Moving an Aging Parent from Long-Distance – Part XVII


by Joy Loverde

Anything, yes ANYTHING can happen in the middle of a long-distance move including people getting sick and people not living through the relocation process. Early on in this “Moving an Aging Parent from Long-Distance” blog, I predicted that if Bill could find a way to sabotage the move, he was going to do it. This is exactly what is happening now.

Did Bill make a conscience decision not to eat, take his medications or bathe when Mom went to Chicago to buy furniture for the new apartment? In all these years when Mom came to visit us in Chicago, he functioned perfectly. Most of the time Mom’s visited lasted two to three weeks.  This time she is gone for less than five days and as far as I am concerned he’s acting out and protesting the move – his way. Do you have a reluctant parent in the move process? Is he or she up planning an escape of some kind? Are there clues that this might be taken place behind the scenes?  Pay close attention to the parent who does not want to move. He or she is probably up to something.

One of the clues regarding Bill’s negative disposition regarding the move was the constant arguing with Mom and telling her over and over again, “I’m not moving,” and “I haven’t made up my mind yet.” He picked fight every chance he could. I also watched him shun her when she asked him to start packing. He would argue more and simply ignore her requests. The clues are always there. Just how far people will go to get their way is not to be understated in the move process including getting sick.

So here’s Mom, back in Florida with a hospitalized husband. And the discharge planner is telling her to take him home now. Mom calls frantically, and I reassure her that we will find a place for Bill to rest and get better. I talk with the discharge planner over the phone and ask (plead) that to keep Bill one more night so I can hustle and get Bill a place to stay.  An assisted-living facility in the neighborhood has room available, and the next day Bill is on his way to Royal Palms.

- **Your assignment**:
In the blog post, where does Bill go after his hospital stay?

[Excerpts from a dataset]
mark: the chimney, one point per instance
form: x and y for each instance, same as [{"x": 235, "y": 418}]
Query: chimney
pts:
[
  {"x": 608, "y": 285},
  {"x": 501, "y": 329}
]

- **Written solution**:
Royal Palms, an assisted-living facility in the neighborhood.